### Your assignment
In the article on Fifth Third's new Southeast branches below, copy word for word the passage from "Liam Kennedy/Bloomberg" to "strong deposit growth.".

Fifth Third continuing Southeast buildout with 31 new branches in 2024

Fifth Third Bank
A Fifth Third Bank branch in downtown Nashville, Tennessee. The company plans to open 31 more branches in the Southeast in 2024 and offset those with 29 closings in other parts of the country.
Liam Kennedy/Bloomberg

Fifth Third Bancorp CEO Tim Spence says his $214.6 billion-asset company "is in a position to play offense" after reporting fourth-quarter financial results that included record revenue, a common equity Tier 1 capital ratio north of 10% and strong deposit growth. 

That front-footed intent is perhaps nowhere more apparent than in Cincinnati-based Fifth Third's plans for the Southeast, where it expects to open 31 branches in 2024 — in addition to the 37 it opened in 2023.

Fifth Third already operates more than 320 branches in the Carolinas, Georgia, Florida and Tennessee, according to the Federal Deposit Insurance Corp.

### Dataset extract
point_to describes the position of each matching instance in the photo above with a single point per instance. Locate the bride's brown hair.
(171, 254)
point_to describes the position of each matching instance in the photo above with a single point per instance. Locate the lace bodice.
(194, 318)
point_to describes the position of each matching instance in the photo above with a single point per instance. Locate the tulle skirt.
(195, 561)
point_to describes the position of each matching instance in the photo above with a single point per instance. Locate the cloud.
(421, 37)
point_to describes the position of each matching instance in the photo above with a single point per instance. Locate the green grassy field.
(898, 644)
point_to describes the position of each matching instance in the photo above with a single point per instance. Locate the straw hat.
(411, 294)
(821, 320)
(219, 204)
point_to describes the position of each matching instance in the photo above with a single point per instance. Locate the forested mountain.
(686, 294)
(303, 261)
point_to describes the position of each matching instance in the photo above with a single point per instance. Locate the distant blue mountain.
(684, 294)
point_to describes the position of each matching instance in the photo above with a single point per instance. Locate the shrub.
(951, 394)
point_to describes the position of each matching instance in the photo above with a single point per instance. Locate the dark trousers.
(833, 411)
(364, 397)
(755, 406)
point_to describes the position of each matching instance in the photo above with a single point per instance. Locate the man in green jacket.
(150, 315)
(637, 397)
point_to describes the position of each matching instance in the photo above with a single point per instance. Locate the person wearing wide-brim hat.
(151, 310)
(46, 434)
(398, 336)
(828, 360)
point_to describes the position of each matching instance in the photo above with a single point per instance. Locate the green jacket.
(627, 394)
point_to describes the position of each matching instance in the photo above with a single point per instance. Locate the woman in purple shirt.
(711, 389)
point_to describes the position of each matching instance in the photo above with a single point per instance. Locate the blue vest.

### Solution to the exercise
Liam Kennedy/Bloomberg

Fifth Third Bancorp CEO Tim Spence says his $214.6 billion-asset company "is in a position to play offense" after reporting fourth-quarter financial results that included record revenue, a common equity Tier 1 capital ratio north of 10% and strong deposit growth.